**Provided text**
■ ■ ■ ■ ■

The Congress-backed newspaper, National Herald, could embarrass the party over allocation of prime land in Panchkula in record time by the Hooda government
~By Vipin Pubby
Associated Journals Limited (AJL), which publishes the National Herald, is finding itself in the dock over the controversial allotment of prime land to the organisation in Panchkula. The organisation, associated with the Congress, has moved the Punjab and Haryana High Court alleging a “witch hunt” against it by the BJP-ruled Haryana government.
AJL, founded by former Prime Minister Jawaharlal Nehru and owned by the Congress, was allotted the plot of land way back in 1982 by the then Haryana Chief Minister Bhajan Lal. However, it is the re-allotment of the land, after it was cancelled for non-payment of dues in 1996, that is now a matter of investigation. The re-allotment of the 3,360 square metre plot was done after waving all rules in 2005 by the then chief minister Bhupinder Singh Hooda.
Moti Lal Vora, chairman of AJL and former union minister, has moved the High Court alleging “witch hunting” by the Enforcement Directorate (ED) through its investigation into the controversial re-allotment of land to the AJL. Vora has said in his petition that the ED was not providing it the Enforcement Case Investigation Report (ECIR) on the basis of which the ED was conducting its probe.
The ECIR, registered by the Chandigarh office of the ED on July 15 last year, was based on an FIR registered by the Haryana Vigilance Bureau on May 5 last year regarding allegations of cheating and corruption against Hooda and others for re-allotting the plot of land to AJL. Subsequently the Haryana government had handed over the case to the Central Bureau of Investigation (CBI). The ED had started inquiries evidently to look into any money laundering involved in the re-allotment of the plot.
Haryana Education Minister Ram Bilas Sharma has pointed out that the market price of the land, when it was re-allotted in 2005 was Rs 23 crore but it was given to AJL for merely Rs 59 lakh. He also pointed out that the entire process, from allotment to mutation, was completed in one single day at a breakneck speed.

■ ■ ■ ■ ■

**Records shown**
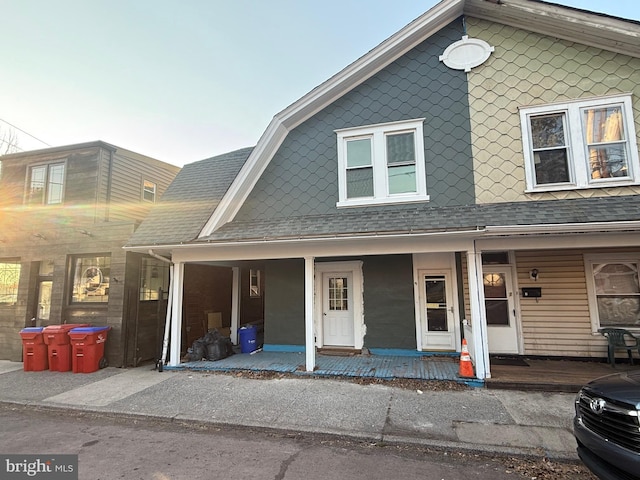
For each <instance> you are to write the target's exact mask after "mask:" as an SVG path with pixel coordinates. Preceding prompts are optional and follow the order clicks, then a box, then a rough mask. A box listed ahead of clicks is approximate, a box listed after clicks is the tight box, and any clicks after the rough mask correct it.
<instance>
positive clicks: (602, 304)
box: [585, 254, 640, 332]
mask: <svg viewBox="0 0 640 480" xmlns="http://www.w3.org/2000/svg"><path fill="white" fill-rule="evenodd" d="M585 264H586V271H587V286H588V291H589V305H590V308H591V320H592V326H593V331H594V332H596V331H597V330H598V329H599V328H603V327H619V328H629V329H640V280H639V278H638V268H639V266H640V254H618V255H604V254H594V255H585Z"/></svg>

■ ■ ■ ■ ■

**Problems and tasks**
[1] Update the article on the National Herald land allotment, from "Moti Lal Vora, chairman" to "of the plot.", inclusive, putting "Panchkula" in place of "Chandigarh".
[2] Answer these questions from the article on the National Herald land allotment:
(a) In what year was AJL first allotted the plot in Panchkula?
(b) What was the size of the re-allotted plot?
(c) For what amount was the land given to AJL in 2005?
The records come from a different source than the article.

**Results for the exercise**
[1]
Moti Lal Vora, chairman of AJL and former union minister, has moved the High Court alleging “witch hunting” by the Enforcement Directorate (ED) through its investigation into the controversial re-allotment of land to the AJL. Vora has said in his petition that the ED was not providing it the Enforcement Case Investigation Report (ECIR) on the basis of which the ED was conducting its probe.
The ECIR, registered by the Panchkula office of the ED on July 15 last year, was based on an FIR registered by the Haryana Vigilance Bureau on May 5 last year regarding allegations of cheating and corruption against Hooda and others for re-allotting the plot of land to AJL. Subsequently the Haryana government had handed over the case to the Central Bureau of Investigation (CBI). The ED had started inquiries evidently to look into any money laundering involved in the re-allotment of the plot.

[2]
(a) 1982
(b) 3,360 square metres
(c) Rs 59 lakh